[Exercise passage]
>>>>

On April 4th, we will begin a discussion of The Collected Clinical Works of Alfred Adler, Volume , Chapters XVII & XVIII. The following chapter summaries were prepared by Manu Jaaskelainen.

Ch. XVII Dostoyevsky (1918) is a study on the writer, his society, and his literary figures. On Dostoyevsky, see the contribution by Henry T. Stein on this Forum under "Parallels to and Research in Adlerian Psychology". Adler's study is extremely complicated and full of interesting ideas. It should be read in its entirety, and very slowly. In the end of his paper, Adler concludes: "It is thus that Dostoyevsky has endeared himself as a great teacher. The reality of life is what impacts us like a shaft of light striking the eyes of a person asleep. The sleeper rubs his eyes, turns in his sleep, and knows nothing of what has happened. Dostoyevsky slept little and awakened many. His characters, his ethics, and his art lead us deep into the concept of human co-existence."

Ch. XVIII, Individual Psychology on Upbringing (1918), is a paper on education. The paper starts with some advice for physicians. Adler refers to the word of the famous physician Rudolf Virchow, saying that "physicians must eventually become responsible for bringing up humankind". Adler notes that there is a close connection between physical and psychological health, and that physical problems may lead to a pessimistic view of the life. Then Adler starts to discuss inferiority-feeling and the problems it may cause. Adler concludes his study saying that "We regard the schools as most appropriate for intervening with problem children and have found the school counseling centers as best suited for recognizing defects among problem children." In other words, these centers were founded by Individual psychologists and some physicians in the period before World War I. Now, in the postwar-Vienna where people were hardly able to feed themselves, Adler was busily with his colleagues building up a network of these centers that were ground with the sole purpose of helping children, families, schools, and everyone concerned. "By working together, physicians, teachers, parents and the child have always found the right way to reinforce the child's ability for cooperation."

<<<<

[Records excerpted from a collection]
>>>>

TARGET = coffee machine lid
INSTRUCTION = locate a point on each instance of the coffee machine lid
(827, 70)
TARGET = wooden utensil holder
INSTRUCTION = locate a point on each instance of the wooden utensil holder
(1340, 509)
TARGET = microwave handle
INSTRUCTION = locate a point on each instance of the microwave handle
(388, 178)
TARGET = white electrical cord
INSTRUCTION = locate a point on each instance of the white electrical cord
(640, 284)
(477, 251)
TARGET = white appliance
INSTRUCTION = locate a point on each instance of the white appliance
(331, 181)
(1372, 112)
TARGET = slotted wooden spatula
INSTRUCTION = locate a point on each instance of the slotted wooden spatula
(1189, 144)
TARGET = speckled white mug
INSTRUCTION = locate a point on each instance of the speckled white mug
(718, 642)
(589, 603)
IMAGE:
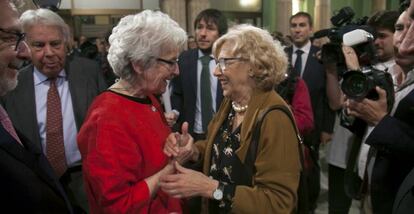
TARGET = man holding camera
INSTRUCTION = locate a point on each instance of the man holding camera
(391, 140)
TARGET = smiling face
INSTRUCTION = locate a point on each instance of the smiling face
(48, 49)
(300, 30)
(234, 79)
(383, 45)
(206, 35)
(10, 57)
(155, 79)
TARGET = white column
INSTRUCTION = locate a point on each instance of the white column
(378, 5)
(283, 13)
(176, 10)
(322, 14)
(194, 8)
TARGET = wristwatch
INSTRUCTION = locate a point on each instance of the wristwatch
(218, 193)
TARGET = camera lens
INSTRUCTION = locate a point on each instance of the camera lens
(355, 84)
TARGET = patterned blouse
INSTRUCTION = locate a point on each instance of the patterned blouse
(225, 164)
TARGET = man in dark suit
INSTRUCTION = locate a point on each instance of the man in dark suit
(53, 96)
(390, 159)
(302, 55)
(27, 182)
(193, 100)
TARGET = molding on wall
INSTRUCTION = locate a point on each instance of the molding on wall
(77, 12)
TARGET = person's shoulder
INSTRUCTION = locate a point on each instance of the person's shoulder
(82, 61)
(188, 54)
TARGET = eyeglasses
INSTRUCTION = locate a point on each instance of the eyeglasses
(14, 38)
(172, 64)
(223, 62)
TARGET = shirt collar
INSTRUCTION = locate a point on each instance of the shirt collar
(201, 54)
(385, 65)
(305, 48)
(39, 77)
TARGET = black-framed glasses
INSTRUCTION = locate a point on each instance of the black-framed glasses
(172, 64)
(14, 38)
(223, 62)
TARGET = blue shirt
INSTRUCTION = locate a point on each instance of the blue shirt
(41, 85)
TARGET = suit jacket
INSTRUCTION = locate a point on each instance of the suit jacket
(85, 83)
(393, 138)
(27, 182)
(277, 162)
(184, 94)
(314, 76)
(404, 201)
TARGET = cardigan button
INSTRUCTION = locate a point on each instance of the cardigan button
(153, 108)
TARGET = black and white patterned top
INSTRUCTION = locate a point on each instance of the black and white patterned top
(225, 164)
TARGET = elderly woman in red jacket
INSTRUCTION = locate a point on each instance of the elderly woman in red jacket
(123, 135)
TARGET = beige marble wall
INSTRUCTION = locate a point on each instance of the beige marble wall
(176, 10)
(322, 14)
(378, 5)
(194, 8)
(283, 13)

<<<<

[Required actions]
[a] Answer the following questions from the chapter summaries:
(i) Who prepared the chapter summaries?
(ii) Which physician's words does Adler refer to at the start of Chapter XVIII?
(iii) Which institutions does Adler regard as most appropriate for intervening with problem children?
[b] Output the portion of the chapter summaries starting at "On April 4th, we" and ending at "by Manu Jaaskelainen.".

[Answers given]
[a]
(i) Manu Jaaskelainen
(ii) Rudolf Virchow
(iii) The schools

[b]
On April 4th, we will begin a discussion of The Collected Clinical Works of Alfred Adler, Volume , Chapters XVII & XVIII. The following chapter summaries were prepared by Manu Jaaskelainen.